## STATED TASK
Shift each coordinate pair by adding 66 to both of its numbers. Rewrite everything from the line containing "Exercise. Tag every instance of the green leaf" down to the end of the data below, leaving every other line as it stands.

▼

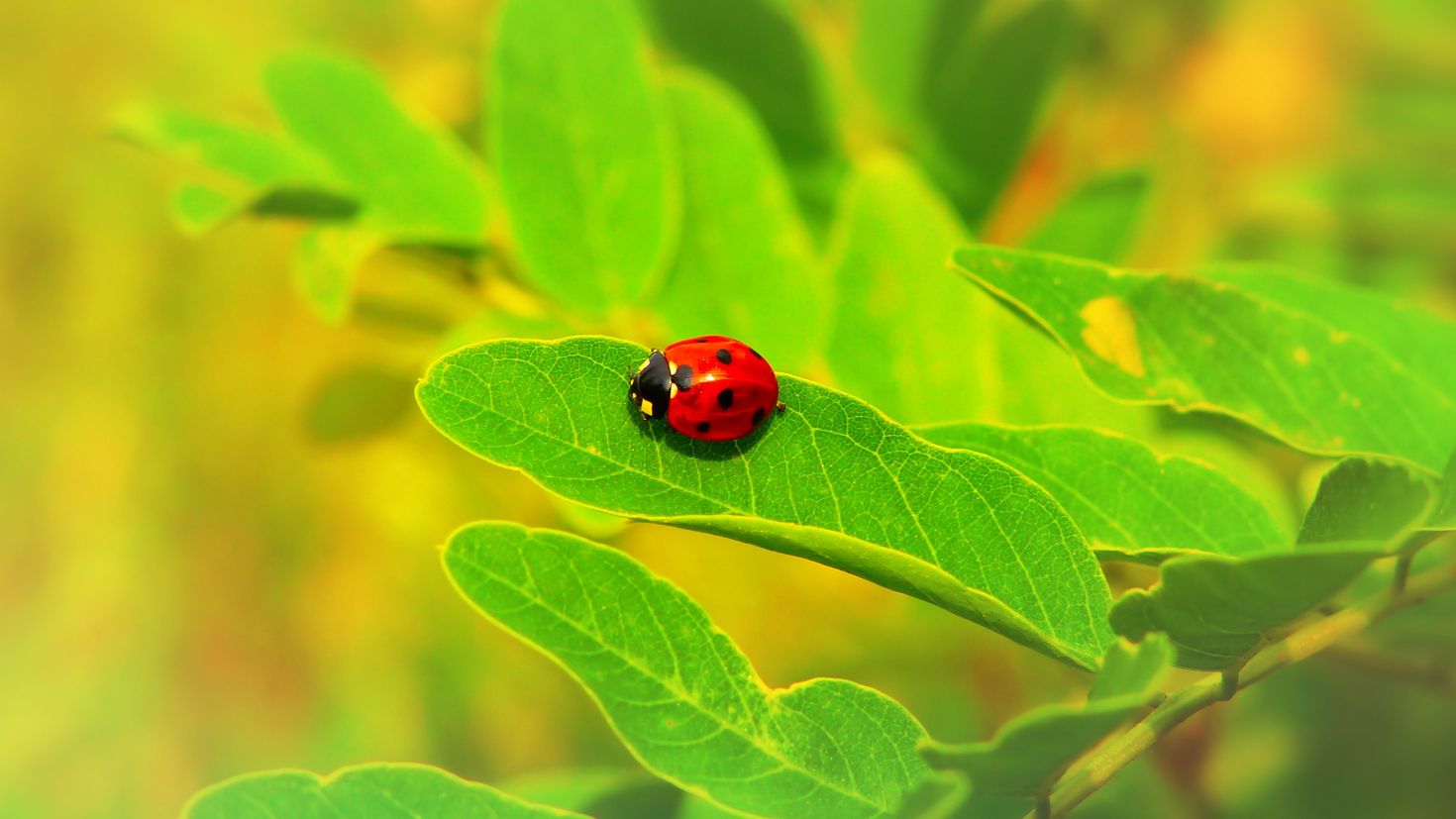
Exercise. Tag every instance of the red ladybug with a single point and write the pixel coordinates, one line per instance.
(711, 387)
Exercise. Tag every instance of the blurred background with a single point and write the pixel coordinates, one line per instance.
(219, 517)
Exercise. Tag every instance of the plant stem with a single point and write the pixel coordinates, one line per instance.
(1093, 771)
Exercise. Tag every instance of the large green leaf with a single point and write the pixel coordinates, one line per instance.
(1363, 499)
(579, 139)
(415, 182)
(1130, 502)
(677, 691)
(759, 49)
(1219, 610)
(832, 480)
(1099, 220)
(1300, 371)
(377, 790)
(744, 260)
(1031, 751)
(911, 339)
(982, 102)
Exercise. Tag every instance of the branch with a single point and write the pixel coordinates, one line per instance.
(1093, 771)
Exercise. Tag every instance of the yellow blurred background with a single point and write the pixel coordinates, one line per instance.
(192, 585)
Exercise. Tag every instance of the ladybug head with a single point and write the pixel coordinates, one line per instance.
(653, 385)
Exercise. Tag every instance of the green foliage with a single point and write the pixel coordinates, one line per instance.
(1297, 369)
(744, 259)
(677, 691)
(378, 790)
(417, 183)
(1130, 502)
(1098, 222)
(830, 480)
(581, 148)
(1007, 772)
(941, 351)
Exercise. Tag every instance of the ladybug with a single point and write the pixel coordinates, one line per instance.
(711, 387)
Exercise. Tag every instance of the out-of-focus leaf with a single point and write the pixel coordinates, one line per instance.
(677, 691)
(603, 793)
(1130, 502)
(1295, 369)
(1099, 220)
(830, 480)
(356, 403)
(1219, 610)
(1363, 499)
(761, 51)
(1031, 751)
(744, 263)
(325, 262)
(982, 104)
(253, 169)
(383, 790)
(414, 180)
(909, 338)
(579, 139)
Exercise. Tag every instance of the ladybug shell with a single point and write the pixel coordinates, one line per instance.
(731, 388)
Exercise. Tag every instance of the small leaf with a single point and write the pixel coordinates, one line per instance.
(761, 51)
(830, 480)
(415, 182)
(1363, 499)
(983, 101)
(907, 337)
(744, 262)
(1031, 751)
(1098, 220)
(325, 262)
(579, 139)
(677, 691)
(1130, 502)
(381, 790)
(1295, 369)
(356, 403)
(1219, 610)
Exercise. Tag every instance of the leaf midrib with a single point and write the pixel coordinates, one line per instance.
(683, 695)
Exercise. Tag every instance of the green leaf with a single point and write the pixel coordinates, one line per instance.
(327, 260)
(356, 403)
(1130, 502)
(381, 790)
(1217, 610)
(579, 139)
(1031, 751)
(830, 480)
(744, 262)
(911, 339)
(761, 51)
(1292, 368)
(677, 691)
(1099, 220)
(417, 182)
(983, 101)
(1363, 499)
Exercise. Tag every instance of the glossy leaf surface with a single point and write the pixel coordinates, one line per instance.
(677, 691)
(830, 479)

▲

## SOLUTION BELOW
Exercise. Tag every instance of the green leaf with a single point and write the pixel coordinates, one line per instance.
(393, 326)
(422, 469)
(1196, 568)
(447, 856)
(1283, 676)
(645, 205)
(1097, 817)
(896, 546)
(810, 328)
(977, 405)
(827, 117)
(1358, 434)
(743, 757)
(1165, 286)
(483, 248)
(1049, 167)
(1429, 565)
Exercise. Tag every instance of the glossy leaf surface with a single point and write the pixel coordinates, one line per instance.
(743, 757)
(896, 545)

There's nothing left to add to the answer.